The modern 'castle' was built in 1826 within the mediaeval ruins. During the period that it was owned by the Cornwallis-Wests, Ruthin was enjoyed by the Prince of Wales (Bertie) and his mistresses various, including Lillie Langtry. From 1923 to 1950 the castle was home to a private hospital that specialised in obscure diseases. In the early 1960s it was converted into an hotel. The 19th-century portion houses comfortable public rooms and a good number of pleasantly grand bedrooms, the whole faded enough not to overwhelm.

































The mediaeval remains provide for plenty of exploration - a spiral staircase (embrasure above) runs within the curtain wall between what would have been the inner and outer baileys. Walks around the grounds are likely to be in the company of the resident peacocks, of which there are a dozen or so.




Ruthin Gaol

































Ruthin's first House of Correction was built in 1654, and would have incarcerated felons and the unemployed alike. The gaol was rebuilt in 1775 following the prison investigations of John Howard (as in the Howard League for Penal Reform), and by 1837 could hold 37 inmates. Following the Prisons Act 1865, a new wing on the Pentonville model was built to form, in 1878, HM Prison Ruthin.

(Study material):
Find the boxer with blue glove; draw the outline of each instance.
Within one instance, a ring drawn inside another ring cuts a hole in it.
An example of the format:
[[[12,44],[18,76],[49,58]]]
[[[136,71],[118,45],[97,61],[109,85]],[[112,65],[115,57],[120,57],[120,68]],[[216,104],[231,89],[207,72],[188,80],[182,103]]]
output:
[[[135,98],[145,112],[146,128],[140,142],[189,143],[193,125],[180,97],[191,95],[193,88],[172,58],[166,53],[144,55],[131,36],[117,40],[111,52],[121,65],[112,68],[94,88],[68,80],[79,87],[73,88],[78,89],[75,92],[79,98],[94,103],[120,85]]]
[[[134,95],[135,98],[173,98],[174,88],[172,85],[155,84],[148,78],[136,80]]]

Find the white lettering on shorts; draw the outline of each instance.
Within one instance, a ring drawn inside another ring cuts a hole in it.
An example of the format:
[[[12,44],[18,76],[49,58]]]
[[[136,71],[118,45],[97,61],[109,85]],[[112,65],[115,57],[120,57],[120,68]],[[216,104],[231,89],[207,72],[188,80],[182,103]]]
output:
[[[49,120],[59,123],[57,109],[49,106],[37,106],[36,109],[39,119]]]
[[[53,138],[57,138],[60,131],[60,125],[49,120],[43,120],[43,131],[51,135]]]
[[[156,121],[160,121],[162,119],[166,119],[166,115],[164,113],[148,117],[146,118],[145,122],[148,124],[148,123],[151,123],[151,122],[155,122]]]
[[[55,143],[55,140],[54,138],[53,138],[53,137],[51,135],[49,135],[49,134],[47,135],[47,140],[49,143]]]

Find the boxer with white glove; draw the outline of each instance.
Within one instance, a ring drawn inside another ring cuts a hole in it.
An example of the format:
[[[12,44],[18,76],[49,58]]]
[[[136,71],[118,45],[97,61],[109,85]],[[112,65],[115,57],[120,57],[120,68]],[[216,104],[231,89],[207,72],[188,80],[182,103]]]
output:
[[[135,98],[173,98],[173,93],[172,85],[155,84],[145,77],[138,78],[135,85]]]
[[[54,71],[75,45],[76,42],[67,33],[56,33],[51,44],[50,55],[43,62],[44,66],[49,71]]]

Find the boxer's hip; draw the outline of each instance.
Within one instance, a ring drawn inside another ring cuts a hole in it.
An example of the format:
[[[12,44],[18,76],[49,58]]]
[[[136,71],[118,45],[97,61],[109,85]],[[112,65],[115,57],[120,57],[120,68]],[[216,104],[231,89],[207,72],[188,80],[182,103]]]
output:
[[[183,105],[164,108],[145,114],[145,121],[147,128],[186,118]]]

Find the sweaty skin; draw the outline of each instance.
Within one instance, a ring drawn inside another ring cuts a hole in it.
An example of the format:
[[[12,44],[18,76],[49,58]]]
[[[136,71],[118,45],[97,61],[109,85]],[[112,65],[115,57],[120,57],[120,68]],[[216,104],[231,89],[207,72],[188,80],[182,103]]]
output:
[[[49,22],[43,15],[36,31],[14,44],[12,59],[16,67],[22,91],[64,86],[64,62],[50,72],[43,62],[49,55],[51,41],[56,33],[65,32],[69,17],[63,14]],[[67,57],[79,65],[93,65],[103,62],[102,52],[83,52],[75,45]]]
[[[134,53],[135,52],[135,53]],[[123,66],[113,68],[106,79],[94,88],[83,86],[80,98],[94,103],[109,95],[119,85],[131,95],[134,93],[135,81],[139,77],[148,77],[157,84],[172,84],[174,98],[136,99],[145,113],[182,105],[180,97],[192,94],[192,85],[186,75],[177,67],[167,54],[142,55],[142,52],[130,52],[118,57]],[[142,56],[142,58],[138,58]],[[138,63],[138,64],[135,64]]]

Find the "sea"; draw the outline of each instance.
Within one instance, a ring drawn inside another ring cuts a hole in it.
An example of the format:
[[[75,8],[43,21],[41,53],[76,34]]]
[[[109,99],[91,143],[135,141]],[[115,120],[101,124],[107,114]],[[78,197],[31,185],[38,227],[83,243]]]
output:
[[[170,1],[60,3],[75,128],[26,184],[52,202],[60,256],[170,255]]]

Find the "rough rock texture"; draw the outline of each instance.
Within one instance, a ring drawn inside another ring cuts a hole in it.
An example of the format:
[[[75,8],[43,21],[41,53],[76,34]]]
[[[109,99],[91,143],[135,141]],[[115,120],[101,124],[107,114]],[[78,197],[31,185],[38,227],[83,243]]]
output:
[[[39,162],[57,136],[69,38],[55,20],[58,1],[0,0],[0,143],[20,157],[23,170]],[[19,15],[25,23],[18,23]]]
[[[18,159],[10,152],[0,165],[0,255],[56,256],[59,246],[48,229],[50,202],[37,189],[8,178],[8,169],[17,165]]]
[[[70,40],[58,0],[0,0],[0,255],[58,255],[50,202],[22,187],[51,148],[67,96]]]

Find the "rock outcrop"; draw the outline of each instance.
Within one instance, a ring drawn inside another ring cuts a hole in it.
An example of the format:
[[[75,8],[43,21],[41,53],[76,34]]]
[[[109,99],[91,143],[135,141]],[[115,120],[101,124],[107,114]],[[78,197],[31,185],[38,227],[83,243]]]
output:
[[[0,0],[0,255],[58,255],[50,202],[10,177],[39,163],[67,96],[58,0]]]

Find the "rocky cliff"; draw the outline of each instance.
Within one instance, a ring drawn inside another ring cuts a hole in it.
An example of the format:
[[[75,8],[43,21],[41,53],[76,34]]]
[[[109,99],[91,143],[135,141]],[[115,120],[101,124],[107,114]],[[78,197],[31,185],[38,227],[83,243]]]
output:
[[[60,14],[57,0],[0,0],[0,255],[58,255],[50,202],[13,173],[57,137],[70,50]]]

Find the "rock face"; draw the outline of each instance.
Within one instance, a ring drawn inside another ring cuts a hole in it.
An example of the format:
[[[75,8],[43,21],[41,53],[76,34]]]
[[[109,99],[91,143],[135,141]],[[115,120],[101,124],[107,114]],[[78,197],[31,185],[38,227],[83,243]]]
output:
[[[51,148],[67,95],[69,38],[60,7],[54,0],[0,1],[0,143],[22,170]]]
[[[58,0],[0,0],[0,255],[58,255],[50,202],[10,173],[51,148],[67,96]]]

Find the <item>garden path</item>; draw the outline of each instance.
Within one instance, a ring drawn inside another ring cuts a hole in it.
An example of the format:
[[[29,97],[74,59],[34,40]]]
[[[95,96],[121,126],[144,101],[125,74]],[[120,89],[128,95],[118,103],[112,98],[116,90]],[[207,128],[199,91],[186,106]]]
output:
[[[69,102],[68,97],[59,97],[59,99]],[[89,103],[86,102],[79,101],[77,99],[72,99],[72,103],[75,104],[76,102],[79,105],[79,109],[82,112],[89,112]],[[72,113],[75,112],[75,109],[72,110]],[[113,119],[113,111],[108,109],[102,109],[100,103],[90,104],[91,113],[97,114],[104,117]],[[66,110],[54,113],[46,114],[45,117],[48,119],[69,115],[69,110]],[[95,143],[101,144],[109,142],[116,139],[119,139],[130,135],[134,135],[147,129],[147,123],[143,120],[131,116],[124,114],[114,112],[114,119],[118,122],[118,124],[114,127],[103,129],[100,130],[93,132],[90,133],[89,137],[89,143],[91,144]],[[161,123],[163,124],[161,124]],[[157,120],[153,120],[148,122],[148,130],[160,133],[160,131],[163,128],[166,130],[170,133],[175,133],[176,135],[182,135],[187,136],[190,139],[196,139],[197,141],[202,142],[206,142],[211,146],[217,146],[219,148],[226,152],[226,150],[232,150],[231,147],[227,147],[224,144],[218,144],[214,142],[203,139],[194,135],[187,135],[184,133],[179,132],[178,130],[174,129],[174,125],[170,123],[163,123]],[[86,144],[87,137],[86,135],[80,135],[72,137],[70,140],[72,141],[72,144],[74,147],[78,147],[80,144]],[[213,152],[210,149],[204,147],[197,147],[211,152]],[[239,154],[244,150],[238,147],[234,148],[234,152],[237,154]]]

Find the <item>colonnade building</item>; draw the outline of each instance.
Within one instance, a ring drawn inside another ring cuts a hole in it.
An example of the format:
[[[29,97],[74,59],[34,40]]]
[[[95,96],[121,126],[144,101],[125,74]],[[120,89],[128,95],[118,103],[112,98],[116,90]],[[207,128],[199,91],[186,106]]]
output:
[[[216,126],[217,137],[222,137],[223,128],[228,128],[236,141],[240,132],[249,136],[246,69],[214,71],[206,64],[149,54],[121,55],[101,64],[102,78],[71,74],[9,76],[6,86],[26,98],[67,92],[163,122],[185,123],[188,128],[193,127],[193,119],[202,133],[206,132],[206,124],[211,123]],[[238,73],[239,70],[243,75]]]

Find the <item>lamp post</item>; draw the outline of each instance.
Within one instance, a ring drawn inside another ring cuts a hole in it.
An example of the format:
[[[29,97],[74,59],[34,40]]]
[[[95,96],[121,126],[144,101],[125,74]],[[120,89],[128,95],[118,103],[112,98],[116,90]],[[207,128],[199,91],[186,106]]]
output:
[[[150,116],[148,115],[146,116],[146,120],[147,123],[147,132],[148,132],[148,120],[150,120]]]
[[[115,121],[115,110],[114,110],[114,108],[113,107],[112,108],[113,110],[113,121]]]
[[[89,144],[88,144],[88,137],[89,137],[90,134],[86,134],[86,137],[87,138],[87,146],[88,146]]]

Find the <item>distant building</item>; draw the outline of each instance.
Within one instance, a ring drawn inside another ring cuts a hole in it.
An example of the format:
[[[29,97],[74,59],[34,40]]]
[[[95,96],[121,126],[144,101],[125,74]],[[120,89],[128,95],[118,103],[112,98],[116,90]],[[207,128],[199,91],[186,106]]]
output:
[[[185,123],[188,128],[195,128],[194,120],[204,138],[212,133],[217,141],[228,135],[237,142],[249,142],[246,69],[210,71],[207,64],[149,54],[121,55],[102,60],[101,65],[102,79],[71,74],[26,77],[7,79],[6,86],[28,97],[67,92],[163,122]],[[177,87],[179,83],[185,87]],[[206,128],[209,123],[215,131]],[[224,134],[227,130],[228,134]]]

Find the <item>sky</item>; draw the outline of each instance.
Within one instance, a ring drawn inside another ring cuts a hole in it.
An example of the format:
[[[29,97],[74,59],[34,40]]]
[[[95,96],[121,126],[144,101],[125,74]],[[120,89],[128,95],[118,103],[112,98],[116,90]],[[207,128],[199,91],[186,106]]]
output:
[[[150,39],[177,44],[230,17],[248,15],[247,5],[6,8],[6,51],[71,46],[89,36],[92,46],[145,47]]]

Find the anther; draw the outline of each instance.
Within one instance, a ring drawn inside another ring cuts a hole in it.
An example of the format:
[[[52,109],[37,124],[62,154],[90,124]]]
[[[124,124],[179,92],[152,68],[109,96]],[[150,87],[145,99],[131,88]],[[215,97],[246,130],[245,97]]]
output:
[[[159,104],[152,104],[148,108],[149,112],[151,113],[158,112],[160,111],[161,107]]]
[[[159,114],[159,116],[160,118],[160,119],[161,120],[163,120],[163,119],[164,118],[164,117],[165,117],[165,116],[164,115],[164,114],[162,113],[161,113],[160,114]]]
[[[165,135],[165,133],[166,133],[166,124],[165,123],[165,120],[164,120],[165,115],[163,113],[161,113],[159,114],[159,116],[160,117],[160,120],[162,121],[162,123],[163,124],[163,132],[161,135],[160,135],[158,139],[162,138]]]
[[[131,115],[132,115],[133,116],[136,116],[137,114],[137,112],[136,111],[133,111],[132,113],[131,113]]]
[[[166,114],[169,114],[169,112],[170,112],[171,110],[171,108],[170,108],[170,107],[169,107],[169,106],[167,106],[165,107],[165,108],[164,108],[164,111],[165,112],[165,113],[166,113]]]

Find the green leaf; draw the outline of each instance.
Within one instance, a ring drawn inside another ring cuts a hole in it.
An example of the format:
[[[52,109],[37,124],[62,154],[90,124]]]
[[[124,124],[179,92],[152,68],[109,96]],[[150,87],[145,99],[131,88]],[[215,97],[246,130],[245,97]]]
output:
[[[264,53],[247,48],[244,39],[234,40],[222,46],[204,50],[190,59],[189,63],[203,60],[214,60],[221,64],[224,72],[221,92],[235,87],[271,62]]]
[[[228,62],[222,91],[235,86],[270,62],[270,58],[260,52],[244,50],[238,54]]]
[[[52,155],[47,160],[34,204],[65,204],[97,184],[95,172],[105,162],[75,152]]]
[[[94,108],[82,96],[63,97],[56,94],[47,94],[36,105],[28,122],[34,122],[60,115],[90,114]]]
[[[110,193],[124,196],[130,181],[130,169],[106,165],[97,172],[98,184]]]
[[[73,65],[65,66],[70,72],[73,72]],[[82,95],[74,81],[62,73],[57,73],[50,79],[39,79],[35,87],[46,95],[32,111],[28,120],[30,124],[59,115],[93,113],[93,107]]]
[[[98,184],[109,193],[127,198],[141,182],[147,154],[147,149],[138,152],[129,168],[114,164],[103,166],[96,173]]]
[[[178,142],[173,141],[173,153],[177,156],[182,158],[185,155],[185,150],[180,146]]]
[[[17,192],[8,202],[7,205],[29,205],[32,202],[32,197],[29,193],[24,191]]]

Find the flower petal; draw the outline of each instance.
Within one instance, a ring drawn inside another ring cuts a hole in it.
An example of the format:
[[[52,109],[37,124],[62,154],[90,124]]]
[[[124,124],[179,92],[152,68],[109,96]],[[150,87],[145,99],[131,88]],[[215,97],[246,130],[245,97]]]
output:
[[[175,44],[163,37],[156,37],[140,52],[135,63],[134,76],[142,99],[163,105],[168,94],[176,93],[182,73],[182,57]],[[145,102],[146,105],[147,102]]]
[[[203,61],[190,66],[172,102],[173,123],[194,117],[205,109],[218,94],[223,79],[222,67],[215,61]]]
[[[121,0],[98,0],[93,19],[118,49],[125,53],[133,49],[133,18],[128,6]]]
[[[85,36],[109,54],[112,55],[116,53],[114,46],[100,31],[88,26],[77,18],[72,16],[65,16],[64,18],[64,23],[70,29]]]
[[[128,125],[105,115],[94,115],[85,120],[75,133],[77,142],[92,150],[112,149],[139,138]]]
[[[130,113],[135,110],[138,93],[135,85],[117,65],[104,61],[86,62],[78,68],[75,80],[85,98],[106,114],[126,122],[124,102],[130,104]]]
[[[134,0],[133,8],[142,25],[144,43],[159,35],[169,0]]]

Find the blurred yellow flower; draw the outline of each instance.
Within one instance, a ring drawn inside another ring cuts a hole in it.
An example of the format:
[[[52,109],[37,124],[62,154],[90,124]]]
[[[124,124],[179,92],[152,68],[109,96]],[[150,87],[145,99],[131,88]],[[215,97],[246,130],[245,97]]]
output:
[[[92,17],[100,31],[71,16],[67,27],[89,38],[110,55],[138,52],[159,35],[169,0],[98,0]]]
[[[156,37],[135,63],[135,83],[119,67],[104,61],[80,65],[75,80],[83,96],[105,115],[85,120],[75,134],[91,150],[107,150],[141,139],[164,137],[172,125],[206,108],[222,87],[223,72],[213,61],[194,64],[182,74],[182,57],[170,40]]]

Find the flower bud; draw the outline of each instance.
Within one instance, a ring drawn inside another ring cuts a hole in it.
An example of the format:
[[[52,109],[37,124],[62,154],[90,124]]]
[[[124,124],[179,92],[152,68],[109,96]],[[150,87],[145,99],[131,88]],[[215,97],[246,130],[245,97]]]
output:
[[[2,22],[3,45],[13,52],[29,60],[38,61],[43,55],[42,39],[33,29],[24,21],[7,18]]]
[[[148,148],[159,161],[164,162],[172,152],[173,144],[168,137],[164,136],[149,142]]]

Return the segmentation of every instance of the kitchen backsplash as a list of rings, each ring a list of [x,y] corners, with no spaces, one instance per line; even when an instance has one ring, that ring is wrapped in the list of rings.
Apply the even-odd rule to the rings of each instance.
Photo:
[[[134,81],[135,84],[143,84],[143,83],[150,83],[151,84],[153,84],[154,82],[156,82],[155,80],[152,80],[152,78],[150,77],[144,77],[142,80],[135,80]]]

(What this task involves): Extend the passage on Ruthin Castle and Ruthin Gaol, starting right after its final sentence about the new wing that formed HM Prison Ruthin in 1878.

(Output for this exercise):
The four-storey wing housed 100 prisoners. The gaol closed in 1916, when the prisoners were moved to HM Prison Shrewsbury, a scaled-up version of Ruthin, and still in use. Both look and feel much like HM Prison Slade, of television's Porridge. Our desire to seek to drive behaviour through punishment, despite all that we know about how only reward operates effectively to do so, seemingly remains as strong as in the seventeenth century.

Ruthin Town House














Nantclwyd House is understood to be the oldest timber-framed town house in Wales, dendrochronology having dated its earliest parts to circa 1435. It was enlarged in the Jacobean, Stuart and Georgian periods, passing through the hands of a number of affluent families, including the Wynnes. The house became a Victorian girls' school and an Edwardian rectory and judges' lodgings. Restored by Denbighshire County Council, there is a room in the style of each of the ages of the house. Simply beautiful.



10 September 2012

Pye in the Sky

Is it possible to watch live the Six O'Clock News on a 63-year-old Pye LV20 elevison? Acquire an Aurora standards converter, supply this with power of nine volts DC at 250 milliamps, and connect it to the video and audio outputs of a digibox or other transmission source. Make up a length of 75 ohm coaxial cable with an F-type radio frequency (RF) connection at the Aurora end, and connect the other end to a balun via a standard coax plug.












Solder two short lengths of insulated copper wire into a pair of wander plugs, crimp onto the other end of each wire a ring terminal, and screw these into the terminals of the balun. Push the wander plugs into the twin line antenna socket of the Pye, and power up this, the standards converter, and the source. Select the correct RF channel on the converter - in this case 61.75 MHz for the picture and 58.25 MHz for the sound. Answer: Yes. But beware the possibility of a live chassis.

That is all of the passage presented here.